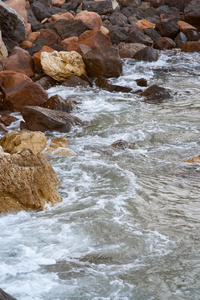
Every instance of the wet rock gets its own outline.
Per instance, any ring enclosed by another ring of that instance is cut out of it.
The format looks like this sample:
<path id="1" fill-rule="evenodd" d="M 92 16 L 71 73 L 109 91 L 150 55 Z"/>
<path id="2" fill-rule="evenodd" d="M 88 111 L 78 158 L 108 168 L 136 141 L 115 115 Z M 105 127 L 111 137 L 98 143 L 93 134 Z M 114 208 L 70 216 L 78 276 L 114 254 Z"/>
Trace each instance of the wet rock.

++++++++++

• [Exercise details]
Quote all the records verbatim, dropping any pictures from your copy.

• [Response area]
Every instance of the wet rock gets its own outline.
Per instance, any ring enclosed by another ring of that instance is cut out of it.
The format looks like this sample:
<path id="1" fill-rule="evenodd" d="M 92 16 L 71 73 L 109 91 L 150 55 Z"/>
<path id="2" fill-rule="evenodd" d="M 88 111 L 78 158 L 108 168 L 136 141 L 115 115 Z M 105 127 L 111 137 L 98 143 L 93 134 Z M 114 208 L 70 216 L 78 276 L 114 254 Z"/>
Trace each instance of the wet rock.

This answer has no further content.